DOCUMENT PASSAGE
_____

The group manages to secure funding and the means to travel to the Amazon to confront their corporate foe. Upon arrival they quickly don uniform facsimiles of the offending corporation and make their way through their camp, mostly unnoticed. They quickly chain themselves to trees and bulldozers, though Justine is unable to lock herself in, which allows an armed company thug to pull her from the tree and point a gun to her head. Frightened, her fellow protesters film the incident on their cellphones, which saves her life. Having broadcast their video online, which achieves viral status, the group celebrates on their home-bound plane afterward. The lone contrarian is Justine, who realizes Alejandro deliberately jeopardized her life to ensure the sensationalized video had ample, emotional impact.
As the group swills beer in self-congratulatory revels, the plane's engine ignites, imperiling everyone on-board. As the plane plunges then crashes, the pilots and select members of the protest group meet gruesome ends, including impalement by tree branch.
Shock gives way to fear as the crew is descended upon by dart-blowing aborigines. They're led to a village, where hundreds more of the hooting and chanting red-skinned natives paw at the activists. Terrified, the group is herded into a cage, where they await uncertain but grim fates. Secretary-General, I think we both know what happens next. One of the group; a beefy chap named Jonah (real name: Aaron Burns) is pulled from the cage and laid upon what looks like a stone altar; where the village elder, with her one weird eye and painted face, suddenly digs into the poor slob's eye sockets. She proceeds to pull them out and eat them, which makes the villagers howl with delight and the protesters scream in revulsion. Shortly thereafter, Jonah's limbs are hacked off, along with his head. More shouts of glee are heard as the various body parts are fed into ovens. Moments later, the villagers enjoy a tasty treat known in the Amazon as Baked Jonah.
I know what you're thinking; dear Secretary-General, this is too lurid to relate in a letter but keep in mind the tribal elders provided life-sustaining protein to the village.
Fearful of what might happen next, the surviving group members try to escape from the cage, only to encounter a vigilant tribesman with a blow-dart tube.
While waiting in dread for the next grisly development, group members begin acting strangely. One, for no discernible reason, finds it necessary to empty her bowels, which elicits laughter from the villagers. Later, Alejandro begins masturbating and when his bewildered friends gasp in astonishment, he explains he is relieving stress to help focus his mind (Dear Secretary-General, I wish I were making this up). I don't know about you, your honor, but auto-stimulation might be the last thing on my mind if I were facing cannibalization.
Another absurd development is the attempt to get the villagers stoned by placing a bag of weed inside the mouth of a dead activist. After ingesting her cooked remains, the villagers begin to laugh and cavort in a pot stupor. It's hard to keep a straight face when the villagers experience what is essentially a case of the "munchies" when they begin snacking on an activist's body.

_____

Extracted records

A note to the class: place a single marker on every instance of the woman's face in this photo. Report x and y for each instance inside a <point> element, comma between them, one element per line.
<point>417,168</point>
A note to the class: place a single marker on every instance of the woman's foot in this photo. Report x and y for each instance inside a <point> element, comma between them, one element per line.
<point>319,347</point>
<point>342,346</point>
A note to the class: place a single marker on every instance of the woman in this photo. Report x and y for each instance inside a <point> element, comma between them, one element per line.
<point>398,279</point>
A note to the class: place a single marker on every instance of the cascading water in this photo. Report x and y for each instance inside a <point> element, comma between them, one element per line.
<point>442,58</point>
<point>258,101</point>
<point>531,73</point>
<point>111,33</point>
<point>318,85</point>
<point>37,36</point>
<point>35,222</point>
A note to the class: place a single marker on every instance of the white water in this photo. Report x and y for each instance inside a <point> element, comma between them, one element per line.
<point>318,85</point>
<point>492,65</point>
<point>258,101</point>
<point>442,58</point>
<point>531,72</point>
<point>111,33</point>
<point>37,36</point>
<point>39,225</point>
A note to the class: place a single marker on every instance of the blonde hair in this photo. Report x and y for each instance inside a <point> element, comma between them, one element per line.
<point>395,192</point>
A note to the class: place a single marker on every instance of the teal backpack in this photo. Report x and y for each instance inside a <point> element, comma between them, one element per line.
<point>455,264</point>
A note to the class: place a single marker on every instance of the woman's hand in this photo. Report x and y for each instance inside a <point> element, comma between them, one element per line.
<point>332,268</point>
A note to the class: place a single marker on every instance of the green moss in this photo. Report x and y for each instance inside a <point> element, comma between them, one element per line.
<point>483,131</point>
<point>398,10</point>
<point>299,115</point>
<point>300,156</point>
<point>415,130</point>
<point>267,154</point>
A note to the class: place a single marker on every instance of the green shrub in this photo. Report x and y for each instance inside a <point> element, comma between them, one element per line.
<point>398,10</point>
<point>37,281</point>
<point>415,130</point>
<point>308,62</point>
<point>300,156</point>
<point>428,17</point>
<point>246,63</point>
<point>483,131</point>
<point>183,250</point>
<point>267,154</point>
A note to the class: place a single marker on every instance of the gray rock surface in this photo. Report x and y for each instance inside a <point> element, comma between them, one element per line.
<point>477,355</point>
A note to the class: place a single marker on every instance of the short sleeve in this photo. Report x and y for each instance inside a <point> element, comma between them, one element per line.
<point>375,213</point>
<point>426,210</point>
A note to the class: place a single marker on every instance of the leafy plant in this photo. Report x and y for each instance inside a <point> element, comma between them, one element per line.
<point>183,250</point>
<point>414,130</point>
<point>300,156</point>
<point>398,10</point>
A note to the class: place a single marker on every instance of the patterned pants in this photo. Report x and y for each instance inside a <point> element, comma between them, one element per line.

_____

ACTIVITY A
In the film review, what saves Justine's life after an armed company thug points a gun to her head?
ACTIVITY B
Condense the film review's paragraph that begins "While waiting in dread for the next grisly development" into a brief bulleted list that keeps its main facts.
ACTIVITY C
Write the next part of the film review, picking up right after its final sentence.

TASK OUTPUT A
Her fellow protesters film the incident on their cellphones.

TASK OUTPUT B
- While waiting in dread, the group members begin acting strangely.
- One member, for no discernible reason, empties her bowels, and the villagers laugh.
- Later, Alejandro begins masturbating. When his friends gasp, he explains that he is relieving stress to help focus his mind.
- The writer remarks that this would be the last thing on his or her mind if facing cannibalization.

TASK OUTPUT C
Subsequently, the women in the group suffer indignities involving their private parts by the village Elder, for reasons known only to her.
Another escape is attempted and finally, with the help of a boy sympathetic to her plight, Justine and another activist manage to take flight, where they promptly return to the site of the plane wreckage (rather than following the river; the smarter course), only to be captured again.
All this silliness boils down to a battle between company gunmen and the aborigines, which Justine is caught in the middle of.
Your Honor, you might not be surprised to learn that this "tragedy," if it can be categorized as such, is supposed to be a political statement. It is also the mother-of-all-knee-slappers when you hear Justine lie to a gathering of men in suits back home about the aborigines' blamelessness in her friends' ordeal. The story hardly makes a cogent statement about the abrogation of aboriginal sovereignty. If anything, one might find oneself cheering on the bulldozers after watching the cannibals munch the activist bodies like buckets of KFC. If Justine's story is meant to elicit sympathy for the aborigine's plight, it accomplishes the opposite. The choice between the demise of a tribal culture that enjoys eyeballs harvested from optical cavities and the noxious spread of civilization isn't necessarily an obvious one; at least in this instance. Also, the characterization of the aborigines as merely blood-thirsty cannibals who do little but wait around to eat human flesh hardly helps their cause.
So you see Secretary-General Ki-Moon, the story and its cast of characters are silly, ludicrous and ultimately laughable. Even the gory fates many of the activists are subject to invite more mirth than concern. So you may ask, why am I troubling you with this account? I don't know; I guess I just thought it might demand your intervention. What you do with this information is now your concern.
Thank you your Honor, for taking the time to read my letter. Though most people consider you and your organization to be ineffectual do-nothings, I like to think you mean well when your outrage fails to effect any meaningful change.
Thank you for time and attention.
Sincerely,
Al, of Al's Omniflick
*****************
Al
Al's Omniflick
24 Frames a Second
Cinema Lane
Somewhere, USA
Dear Al,
Thank you for your kind words and your stirring account of the ordeal in the Amazon. Though I regret that so many died to further the aborigine's cause, I must say their appalling stupidity leaves me and the venerable U.N. unable to act or comment in any meaningful way. I think you'll agree with me when I say some earnest, half-witted clowns deserve to be on a cannibal's menu. I think the faculty of Columbia University will agree, yes?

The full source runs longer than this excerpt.